Aim of the exercise: The full set of entries has to be output exactly.

◇ ◇ ◇ ◇

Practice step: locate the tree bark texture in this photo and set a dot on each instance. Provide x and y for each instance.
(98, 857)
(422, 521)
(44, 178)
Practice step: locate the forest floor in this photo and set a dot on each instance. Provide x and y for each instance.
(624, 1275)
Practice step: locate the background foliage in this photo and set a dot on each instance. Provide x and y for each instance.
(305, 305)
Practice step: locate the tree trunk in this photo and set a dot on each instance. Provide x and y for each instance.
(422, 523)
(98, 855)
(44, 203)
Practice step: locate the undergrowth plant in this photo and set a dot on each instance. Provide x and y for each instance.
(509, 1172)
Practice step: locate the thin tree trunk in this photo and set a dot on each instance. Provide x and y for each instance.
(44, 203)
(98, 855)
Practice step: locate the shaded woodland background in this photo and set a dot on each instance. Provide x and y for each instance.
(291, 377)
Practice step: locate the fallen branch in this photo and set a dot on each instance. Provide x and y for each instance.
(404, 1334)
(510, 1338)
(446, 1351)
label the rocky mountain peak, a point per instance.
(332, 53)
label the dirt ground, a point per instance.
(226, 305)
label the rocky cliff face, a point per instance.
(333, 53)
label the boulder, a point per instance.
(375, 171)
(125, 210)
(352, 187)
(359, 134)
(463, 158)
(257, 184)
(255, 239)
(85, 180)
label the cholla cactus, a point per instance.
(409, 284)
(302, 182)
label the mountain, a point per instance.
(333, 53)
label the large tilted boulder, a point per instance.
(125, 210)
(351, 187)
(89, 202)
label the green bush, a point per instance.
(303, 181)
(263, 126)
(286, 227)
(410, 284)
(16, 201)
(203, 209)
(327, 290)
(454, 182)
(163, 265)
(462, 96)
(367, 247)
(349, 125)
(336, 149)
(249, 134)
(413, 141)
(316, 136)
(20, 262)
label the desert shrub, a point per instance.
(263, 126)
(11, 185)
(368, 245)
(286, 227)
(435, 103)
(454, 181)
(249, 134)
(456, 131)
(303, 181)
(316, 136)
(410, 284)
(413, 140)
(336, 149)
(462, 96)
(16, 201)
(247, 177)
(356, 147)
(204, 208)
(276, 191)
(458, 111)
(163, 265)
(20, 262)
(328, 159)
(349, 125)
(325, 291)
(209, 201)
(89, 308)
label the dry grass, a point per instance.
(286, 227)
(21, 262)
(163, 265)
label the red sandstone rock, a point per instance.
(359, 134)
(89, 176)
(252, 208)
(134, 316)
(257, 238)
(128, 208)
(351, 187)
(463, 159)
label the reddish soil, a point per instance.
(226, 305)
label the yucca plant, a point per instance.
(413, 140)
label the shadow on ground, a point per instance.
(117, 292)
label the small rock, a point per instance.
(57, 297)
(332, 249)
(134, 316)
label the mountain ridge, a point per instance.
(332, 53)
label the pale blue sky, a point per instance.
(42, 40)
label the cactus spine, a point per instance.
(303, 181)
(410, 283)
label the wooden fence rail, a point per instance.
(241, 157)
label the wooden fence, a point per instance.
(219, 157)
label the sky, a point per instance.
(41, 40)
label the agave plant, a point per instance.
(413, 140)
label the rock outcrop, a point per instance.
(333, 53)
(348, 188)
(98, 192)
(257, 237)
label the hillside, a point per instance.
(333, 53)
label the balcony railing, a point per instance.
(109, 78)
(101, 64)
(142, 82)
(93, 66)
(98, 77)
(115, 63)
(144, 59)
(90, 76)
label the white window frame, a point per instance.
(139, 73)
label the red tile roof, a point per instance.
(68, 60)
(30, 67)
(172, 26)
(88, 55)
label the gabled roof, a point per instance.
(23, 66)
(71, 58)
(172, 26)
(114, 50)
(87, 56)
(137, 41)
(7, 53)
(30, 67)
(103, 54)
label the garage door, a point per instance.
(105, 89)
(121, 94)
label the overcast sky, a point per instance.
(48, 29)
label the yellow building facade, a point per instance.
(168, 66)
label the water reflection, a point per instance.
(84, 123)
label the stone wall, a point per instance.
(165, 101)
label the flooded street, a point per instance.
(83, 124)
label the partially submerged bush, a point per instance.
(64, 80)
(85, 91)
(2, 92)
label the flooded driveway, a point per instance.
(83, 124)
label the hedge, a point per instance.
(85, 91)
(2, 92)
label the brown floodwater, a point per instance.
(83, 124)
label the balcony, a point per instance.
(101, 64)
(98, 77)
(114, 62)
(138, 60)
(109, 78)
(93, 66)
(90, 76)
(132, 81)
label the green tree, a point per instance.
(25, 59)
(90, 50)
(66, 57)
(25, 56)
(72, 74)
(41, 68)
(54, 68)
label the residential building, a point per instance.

◇ ◇ ◇ ◇

Response area:
Practice step: locate the tree bark texture in this photo and set a dot on each instance. Provide x and y for each instance.
(98, 857)
(422, 521)
(44, 178)
Practice step: locate the forest floor in this photo and set a dot on each instance. Provide x and y for each instance.
(624, 1275)
Practice step: locate the background foliage in this photo and set a dot on each instance. Provide x and y for each instance.
(305, 305)
Practice step: locate the tree trunk in this photo and set a dot on each instance. Provide x and y for each instance.
(422, 523)
(98, 855)
(44, 203)
Practice step: locate the undergrowth plant in this photo and set a dot on each instance. Provide x and y for each instance.
(509, 1172)
Practice step: locate the thin tree trunk in this photo and set a dot on each instance. Provide x and y for each instance.
(44, 203)
(98, 855)
Practice step: locate the shaded woodland background in this photo and set a dot on each instance. Provide x and y for each instance.
(291, 377)
Practice step: locate the fallen branch in this photo and set a dot on each instance. Provide x and y for each instance.
(404, 1334)
(510, 1338)
(446, 1351)
label the rocky mountain peak, a point per instance.
(332, 53)
label the dirt ground, a point per instance.
(226, 305)
label the rocky cliff face, a point per instance.
(333, 53)
label the boulder, a point per instance.
(375, 171)
(125, 210)
(352, 187)
(359, 134)
(463, 158)
(257, 184)
(255, 239)
(85, 180)
label the cholla cactus, a point per instance.
(409, 284)
(302, 182)
label the mountain, a point per instance.
(333, 53)
label the large tilted boulder, a point per instance.
(125, 210)
(351, 187)
(89, 202)
label the green bush, a point per instance.
(303, 181)
(263, 126)
(286, 227)
(410, 284)
(16, 201)
(203, 209)
(327, 290)
(454, 182)
(163, 265)
(462, 96)
(367, 247)
(349, 125)
(336, 149)
(249, 134)
(413, 141)
(316, 136)
(20, 262)
label the desert shrub, a point per instance.
(263, 126)
(11, 185)
(368, 245)
(286, 227)
(435, 103)
(454, 181)
(249, 134)
(456, 131)
(303, 181)
(316, 136)
(410, 284)
(413, 140)
(336, 149)
(462, 96)
(16, 201)
(247, 177)
(356, 147)
(204, 208)
(276, 191)
(458, 111)
(163, 265)
(20, 262)
(328, 159)
(349, 125)
(325, 291)
(209, 201)
(89, 308)
label the dry grass, a point per instance.
(286, 227)
(21, 262)
(163, 265)
label the red sandstone rock, a point per instance.
(359, 134)
(89, 176)
(252, 208)
(134, 316)
(257, 238)
(128, 208)
(351, 187)
(463, 159)
label the reddish soil, a point per instance.
(226, 305)
label the yucca plant, a point per instance.
(413, 140)
label the shadow on ground, a point per instance.
(117, 292)
label the small rock, a point per instance.
(57, 297)
(332, 249)
(134, 316)
label the mountain ridge, a point per instance.
(332, 53)
label the pale blue sky, a point per instance.
(42, 40)
label the cactus spine, a point per instance.
(303, 181)
(410, 283)
label the wooden fence rail, a point per instance.
(241, 157)
label the wooden fence, a point per instance.
(219, 157)
label the sky, a point per instance.
(41, 40)
label the agave plant, a point per instance.
(413, 140)
label the rock outcrop, a point per instance.
(333, 53)
(348, 188)
(98, 192)
(257, 237)
label the hillside, a point per instance.
(333, 53)
label the balcony railing, a point per instance.
(109, 78)
(101, 64)
(142, 82)
(93, 66)
(98, 77)
(115, 63)
(144, 59)
(90, 76)
label the white window frame, a point per instance.
(139, 73)
label the red tile roof, a point per instance.
(68, 60)
(30, 67)
(172, 26)
(88, 55)
label the gabled roof, a point per instance.
(23, 66)
(71, 58)
(172, 26)
(114, 50)
(87, 56)
(137, 41)
(7, 53)
(30, 67)
(103, 54)
label the garage door, a point per instance.
(105, 89)
(121, 94)
label the overcast sky, a point per instance.
(48, 29)
label the yellow building facade, a point per instance.
(168, 66)
label the water reflection, a point per instance.
(84, 123)
label the stone wall, a point per instance.
(165, 101)
label the flooded street, a point per instance.
(83, 124)
label the partially submerged bush, a point per instance.
(64, 80)
(85, 91)
(2, 92)
label the flooded driveway, a point per instance.
(83, 124)
label the hedge, a point per instance.
(85, 91)
(2, 92)
label the brown floodwater, a point per instance.
(83, 124)
label the balcony, a point per instance.
(101, 64)
(98, 77)
(114, 62)
(138, 60)
(109, 78)
(93, 66)
(90, 76)
(132, 81)
label the green tree, a point per instance.
(25, 59)
(90, 50)
(66, 57)
(25, 56)
(72, 74)
(41, 68)
(54, 68)
label the residential building, a point per instance.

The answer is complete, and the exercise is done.